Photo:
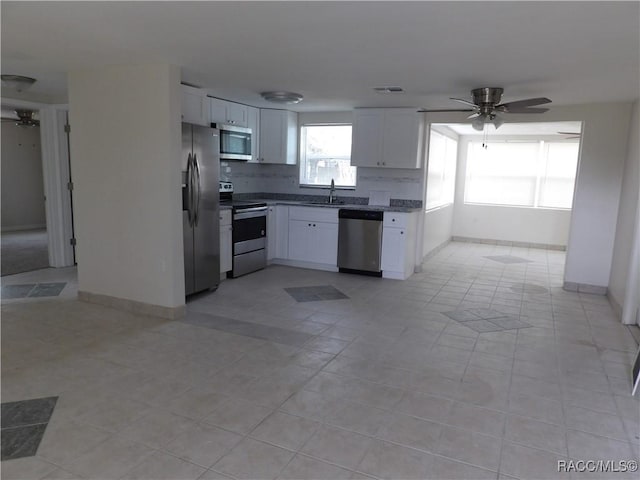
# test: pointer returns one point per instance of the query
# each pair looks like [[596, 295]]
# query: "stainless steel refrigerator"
[[200, 207]]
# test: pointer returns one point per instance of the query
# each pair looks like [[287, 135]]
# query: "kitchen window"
[[441, 171], [539, 174], [325, 154]]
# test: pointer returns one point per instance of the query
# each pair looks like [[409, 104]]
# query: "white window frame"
[[448, 139], [543, 148], [302, 158]]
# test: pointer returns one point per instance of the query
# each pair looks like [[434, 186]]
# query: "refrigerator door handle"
[[189, 182], [197, 182]]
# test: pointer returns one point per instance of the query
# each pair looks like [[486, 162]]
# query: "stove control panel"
[[225, 187]]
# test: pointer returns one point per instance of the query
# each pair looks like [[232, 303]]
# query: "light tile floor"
[[384, 385]]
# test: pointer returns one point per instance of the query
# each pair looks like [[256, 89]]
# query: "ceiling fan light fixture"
[[286, 98], [19, 83], [478, 123]]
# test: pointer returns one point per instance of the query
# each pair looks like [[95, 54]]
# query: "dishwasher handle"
[[375, 215]]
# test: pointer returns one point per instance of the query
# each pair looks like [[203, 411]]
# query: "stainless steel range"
[[249, 235]]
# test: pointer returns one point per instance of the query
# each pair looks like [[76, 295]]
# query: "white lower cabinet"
[[398, 245], [313, 235], [277, 232], [314, 242], [226, 232]]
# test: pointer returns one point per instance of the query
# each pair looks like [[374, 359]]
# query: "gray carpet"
[[24, 251]]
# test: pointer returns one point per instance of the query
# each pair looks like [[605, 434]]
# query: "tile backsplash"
[[250, 177]]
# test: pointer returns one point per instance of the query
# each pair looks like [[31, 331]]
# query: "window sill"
[[528, 207], [326, 187]]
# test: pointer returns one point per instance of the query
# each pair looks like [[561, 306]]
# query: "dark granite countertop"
[[355, 203]]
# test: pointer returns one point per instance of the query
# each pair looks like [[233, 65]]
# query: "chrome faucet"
[[332, 192]]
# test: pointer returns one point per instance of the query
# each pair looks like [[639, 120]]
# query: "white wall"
[[627, 217], [595, 208], [513, 224], [438, 228], [22, 182], [595, 205], [125, 154], [248, 177]]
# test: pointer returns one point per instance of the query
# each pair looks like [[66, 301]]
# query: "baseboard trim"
[[19, 228], [301, 264], [508, 243], [133, 306], [617, 308], [435, 250], [585, 288]]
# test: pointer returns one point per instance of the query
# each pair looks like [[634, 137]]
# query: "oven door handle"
[[250, 213]]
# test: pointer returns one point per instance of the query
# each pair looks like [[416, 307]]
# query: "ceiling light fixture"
[[282, 97], [19, 83], [392, 89]]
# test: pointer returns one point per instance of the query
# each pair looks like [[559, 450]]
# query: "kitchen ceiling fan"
[[26, 118], [486, 106]]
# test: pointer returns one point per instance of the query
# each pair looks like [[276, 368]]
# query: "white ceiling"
[[335, 52]]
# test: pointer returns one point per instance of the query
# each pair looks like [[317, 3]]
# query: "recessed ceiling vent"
[[393, 89]]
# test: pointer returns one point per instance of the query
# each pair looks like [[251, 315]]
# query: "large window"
[[526, 173], [325, 154], [441, 172]]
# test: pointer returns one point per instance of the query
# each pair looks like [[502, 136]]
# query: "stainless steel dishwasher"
[[360, 241]]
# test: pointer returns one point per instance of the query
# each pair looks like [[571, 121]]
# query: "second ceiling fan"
[[486, 106]]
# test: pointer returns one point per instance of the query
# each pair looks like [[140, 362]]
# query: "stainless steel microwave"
[[235, 142]]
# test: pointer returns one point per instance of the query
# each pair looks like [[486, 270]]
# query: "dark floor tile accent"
[[21, 441], [486, 313], [315, 293], [248, 329], [507, 259], [462, 315], [486, 320], [17, 291], [509, 323], [47, 289], [27, 412], [472, 314], [23, 425], [531, 288], [483, 326]]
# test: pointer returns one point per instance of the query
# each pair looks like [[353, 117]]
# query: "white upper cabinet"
[[253, 122], [229, 113], [387, 138], [366, 144], [278, 136], [195, 106]]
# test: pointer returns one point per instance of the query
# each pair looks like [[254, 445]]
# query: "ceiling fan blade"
[[466, 102], [518, 104], [422, 110], [524, 110]]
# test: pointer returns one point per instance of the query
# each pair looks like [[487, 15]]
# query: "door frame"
[[55, 171]]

§

:: Directions for this task ::
Reproduce all of the data above, substituting "locator" for every "pointer" and leaving everything else unchanged. Leave the pictures out.

:: Completed task ::
Photo:
# test: locator returns one point per instance of the query
# each pair looks like [[596, 295]]
# query: "stainless steel refrigerator"
[[200, 207]]
# test: locator returns one point per instance of the query
# each pair looks like [[287, 135]]
# query: "kitchen window"
[[441, 171], [539, 174], [325, 154]]
# test: locator returns one point per instance of the query
# each pair looks like [[409, 104]]
# query: "white window frame"
[[448, 139], [543, 148], [302, 158]]
# test: locator returns one point per instance of the query
# each pair looks like [[434, 186]]
# query: "refrigerator door handle"
[[189, 182], [197, 182]]
# test: locator returns one point per instance of the query
# each pair looks like [[486, 162]]
# query: "stove control panel"
[[225, 187]]
# test: locator returns one point per instance of the query
# each pair looks like [[232, 303]]
# query: "light tile floor"
[[384, 385]]
# test: locator returns one point per instance of the query
# each pair looks like [[256, 89]]
# query: "ceiling fan light fixture"
[[286, 98], [19, 83], [478, 123]]
# test: locator returns one point per instance of the query
# each pair looks like [[95, 54]]
# query: "dishwasher handle"
[[375, 215]]
# test: locator returns one point per instance of the query
# each pair looks like [[203, 411]]
# query: "stainless steel range"
[[249, 235]]
# test: locator returns one point per instance of the query
# each pair looks like [[76, 295]]
# query: "white lower cabinet"
[[398, 245], [313, 235], [277, 232], [314, 242], [226, 232]]
# test: locator returns one point per instance of the query
# each pair looks like [[374, 359]]
# query: "gray carpet"
[[24, 251]]
# test: locator returns one point per instance of the query
# each pair looks like [[605, 434]]
# query: "tile backsplash"
[[250, 177]]
# test: locator returns one point per instance of the query
# each pair looks like [[31, 331]]
# query: "window sill"
[[528, 207], [326, 187]]
# test: locator returns one point per instance of the query
# each pair looks like [[561, 306]]
# query: "dark granite countertop"
[[355, 203]]
# test: locator returns one point per instance of the query
# each pair looks like [[233, 65]]
# query: "chrome faucet"
[[332, 192]]
# test: locator returns one point per instance of the query
# each pair looks like [[639, 120]]
# query: "white wall"
[[627, 217], [595, 208], [513, 224], [438, 228], [22, 182], [595, 205], [125, 154], [248, 177]]
# test: locator returns one point per instance of the query
# each pair looks like [[66, 301]]
# query: "baseboard trim"
[[19, 228], [301, 264], [508, 243], [133, 306], [617, 308], [435, 250], [585, 288]]
# test: locator returns one point per instance of the query
# each pair looks like [[634, 137]]
# query: "oven door handle"
[[250, 213]]
# test: locator returns one point per instance of the query
# each pair looks like [[416, 307]]
# query: "ceiling light fixture"
[[282, 97], [19, 83], [392, 89]]
# test: locator returns one point per instance of the query
# each pair looks like [[559, 450]]
# query: "kitchen ceiling fan"
[[26, 118], [486, 106]]
# test: locator returns one point per instance of the query
# each pair looks like [[276, 368]]
# query: "white ceiling"
[[335, 52]]
# test: locator returns one point per instance of the query
# each pair looks like [[317, 3]]
# query: "recessed ceiling vent"
[[393, 89]]
# test: locator returns one point per instance of the query
# each pair looks like [[251, 315]]
# query: "large window"
[[526, 173], [325, 154], [441, 172]]
# test: locator returns one point per instance of the query
# each pair looks like [[502, 136]]
# query: "stainless steel dishwasher"
[[360, 241]]
# test: locator returns one point per instance of the query
# each pair looks like [[571, 121]]
# query: "second ceiling fan"
[[486, 106]]
# test: locator returns one point per instance of the query
# each pair looks like [[140, 362]]
# query: "stainless steel microwave"
[[235, 142]]
# test: locator returns one point per instance of the query
# each pair looks like [[486, 270]]
# query: "dark floor tile accent"
[[21, 441], [486, 313], [315, 293], [248, 329], [507, 259], [462, 315], [486, 320], [17, 291], [509, 323], [47, 289], [27, 412], [472, 314], [23, 425], [531, 288], [483, 326]]
# test: locator returns one point per instance of the query
# each pair looks like [[353, 117]]
# query: "white upper cabinet"
[[253, 122], [229, 113], [387, 138], [366, 144], [278, 136], [195, 106]]
# test: locator returns one point per instance of the query
# each pair looks like [[254, 445]]
# query: "ceiling fan blade"
[[466, 102], [518, 104], [422, 110], [524, 110]]
# test: locator returns one point per instance of the query
# each pair looks like [[487, 15]]
# query: "door frame"
[[55, 171]]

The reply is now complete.